Problem -
Write out, word for word, the part of the post below about businesses on Facebook that opens with the words containing "I Like You, But" and closes with "the specials menu.".

Extracted text -
I Like You, But We’re Not Friends

Thursday July 26, 2012

This is a story about Facebook.

It’s the wet summer of 2012, it’s the east end of Glasgow, and there’s a smallish corner cafe which is making quite a name for itself. The staff are friendly, the mood is chill and the venue itself has the important advantage of being the least stabby-looking place to get a beer in the area. I go there far too often and would be totally happy to hear when there’s an open mic night happening and when their meltingly- delicious slow-roast pork belly is back on the specials menu. 

In circumstances not unconnected with the slow-roast pork belly, I’ve also rejoined my favourite gym in the west end. Since it’s been a while, there are a lot of unfamiliar faces and it’s all go for the staff, with a major refit and a bunch of new classes being trialled over the last few weeks.

Facebook

These are businesses I enjoy interacting with, identify with and would happily promote to others. But I don’t follow either the gym or the cafe on Facebook, and I’m not going to. Both businesses have made an error that, for me, is a deal-breaker: they’ve set up a personal Facebook profile for their business.

Coordinate annotation records:

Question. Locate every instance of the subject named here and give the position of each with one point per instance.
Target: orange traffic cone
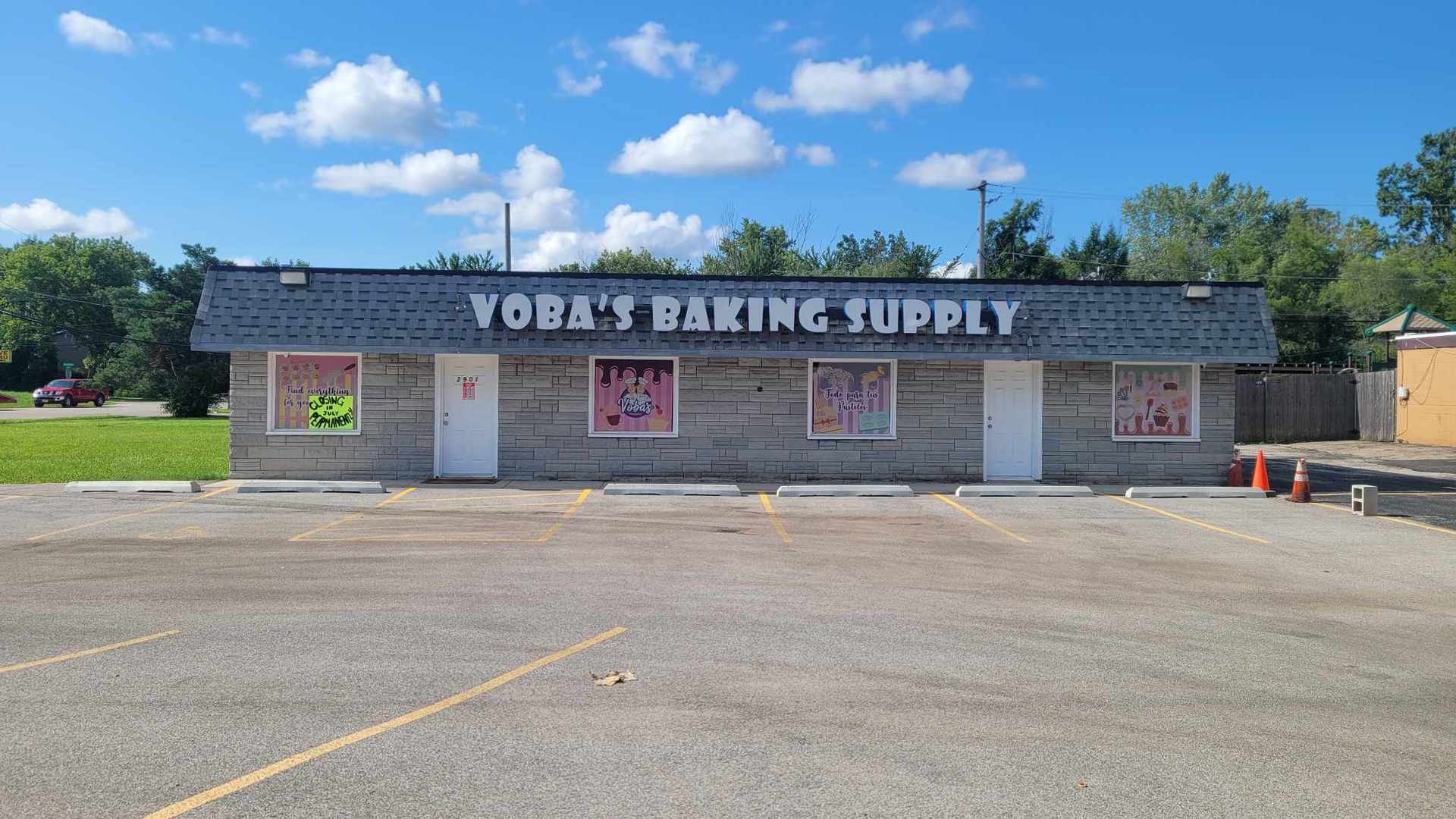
(1301, 491)
(1235, 469)
(1261, 475)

Response to this task -
I Like You, But We’re Not Friends

Thursday July 26, 2012

This is a story about Facebook.

It’s the wet summer of 2012, it’s the east end of Glasgow, and there’s a smallish corner cafe which is making quite a name for itself. The staff are friendly, the mood is chill and the venue itself has the important advantage of being the least stabby-looking place to get a beer in the area. I go there far too often and would be totally happy to hear when there’s an open mic night happening and when their meltingly- delicious slow-roast pork belly is back on the specials menu.